[Rows from a dataset]
-- start --

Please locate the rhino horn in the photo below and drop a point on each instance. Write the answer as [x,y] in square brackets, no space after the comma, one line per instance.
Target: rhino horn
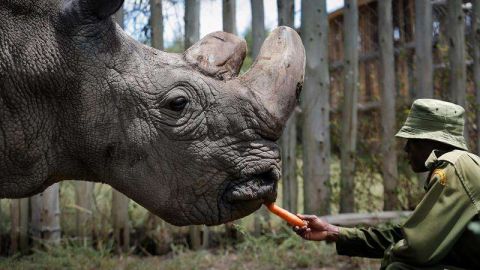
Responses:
[88,11]
[218,54]
[277,75]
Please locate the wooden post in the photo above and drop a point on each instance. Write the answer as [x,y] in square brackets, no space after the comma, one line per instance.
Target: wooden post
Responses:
[83,203]
[46,215]
[258,26]
[19,225]
[350,100]
[156,22]
[119,210]
[423,49]
[456,52]
[387,108]
[192,22]
[229,17]
[192,35]
[476,62]
[288,141]
[316,108]
[261,217]
[286,12]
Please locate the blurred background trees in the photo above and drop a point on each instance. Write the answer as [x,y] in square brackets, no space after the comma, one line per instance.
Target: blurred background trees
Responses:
[366,63]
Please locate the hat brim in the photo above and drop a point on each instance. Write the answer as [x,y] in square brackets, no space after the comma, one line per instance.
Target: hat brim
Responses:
[439,136]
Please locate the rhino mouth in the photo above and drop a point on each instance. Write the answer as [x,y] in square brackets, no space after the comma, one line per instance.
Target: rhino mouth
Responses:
[255,189]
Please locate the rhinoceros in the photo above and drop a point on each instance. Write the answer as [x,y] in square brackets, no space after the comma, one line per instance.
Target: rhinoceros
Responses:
[184,135]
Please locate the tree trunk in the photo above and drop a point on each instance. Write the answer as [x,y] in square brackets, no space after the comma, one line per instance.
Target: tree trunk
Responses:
[156,22]
[316,109]
[288,141]
[456,52]
[387,109]
[46,215]
[192,35]
[350,99]
[119,210]
[286,12]
[423,49]
[258,27]
[476,62]
[261,217]
[19,225]
[229,17]
[120,221]
[192,22]
[83,201]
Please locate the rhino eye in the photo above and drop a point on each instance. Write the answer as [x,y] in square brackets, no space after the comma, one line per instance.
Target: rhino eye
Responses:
[178,104]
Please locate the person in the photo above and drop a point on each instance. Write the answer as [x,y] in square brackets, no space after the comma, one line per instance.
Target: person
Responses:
[443,232]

-- end --

» Task
Rewrite the items from the line containing "Please locate the rhino eye" through the end of the items, and move each answer coordinate by adding 32 to both of its numbers.

» Task output
Please locate the rhino eye in the photo above and drop a point on each instance. Write the answer as [x,y] in square brackets, no space after the comma, one line per instance.
Target: rhino eye
Responses:
[210,136]
Please locate the person in the photo above and drop a point on each instance. Write the answer as [x,y] in square brackets, no space after the comma, one line per instance.
Target: person
Responses:
[475,264]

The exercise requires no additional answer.